GIVEN TEXT »

☆ ☆ ☆ ☆ ☆ ☆ ☆

BRIEF DESCRIPTION OF THE DRAWINGS
[0030] FIG. 1 is a block diagram of a transmission line loss
compensation circuit according to an example of the present
invention.
[0031] FIG. 2 is a block diagram of a conventional transmission
line loss compensation circuit described in Non-Patent Document
1.
[0032] FIG. 3A is a waveform diagram of an ideal output signal in a
transmission line loss compensation circuit.
[0033] FIG. 3B is a waveform diagram of an ideal output signal of a
rectifier circuit in the transmission line loss compensation
circuit shown in FIG. 2.
[0034] FIG. 4A is a circuit diagram of a linear equalizer in an
example of the present invention.
[0035] FIG. 4B is a frequency response diagram of the linear
equalizer shown in FIG. 4A.
[0036] FIG. 5 is a block diagram of a peak detector in an example
of the present invention.
[0037] FIG. 6 is an operation timing chart of the peak detector
shown in FIG. 5.
[0038] FIG. 7 is a circuit diagram of a high frequency reference
level generating circuit in an example of the present
invention.
[0039] FIG. 8 is a variation of a peak detector that detects the
negative-side peak voltage of an input signal in an example of the
present invention.
[0040] FIG. 9 is an operation timing chart of the peak detector
shown in FIG. 8.
[0041] FIG. 10 is a circuit diagram of a high frequency reference
level generating circuit corresponding to the peak detector shown
in FIG. 8.
[0042] FIG. 11 is another variation of a peak detector that detects
the positive-side and the negative-side peak voltage of an input
signal in an example of the present invention.
[0043] FIG. 12 is an operation timing chart of the peak detector
shown in FIG. 11.
[0044] FIG. 13 is a circuit diagram of a high frequency reference
level generating circuit corresponding to the peak detector shown
in FIG. 11.

☆ ☆ ☆ ☆ ☆ ☆ ☆

RAW RECORDS »
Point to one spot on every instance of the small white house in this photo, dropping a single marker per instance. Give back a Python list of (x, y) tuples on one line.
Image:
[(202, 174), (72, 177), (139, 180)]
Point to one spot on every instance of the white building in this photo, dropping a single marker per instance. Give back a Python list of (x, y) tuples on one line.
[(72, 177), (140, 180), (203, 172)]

☆ ☆ ☆ ☆ ☆ ☆ ☆

SET OF TASKS »
a) In the figure descriptions, what does the peak detector shown in FIG. 8 detect?
b) Rewrite everything in the figure descriptions from "[0031] FIG. 2" down to "shown in FIG. 2.", switching "rectifier circuit" to "amplifier circuit".

FULL ANSWERS »
a) It detects the negative-side peak voltage of an input signal.

b)
[0031] FIG. 2 is a block diagram of a conventional transmission
line loss compensation circuit described in Non-Patent Document
1.
[0032] FIG. 3A is a waveform diagram of an ideal output signal in a
transmission line loss compensation circuit.
[0033] FIG. 3B is a waveform diagram of an ideal output signal of a
amplifier circuit in the transmission line loss compensation
circuit shown in FIG. 2.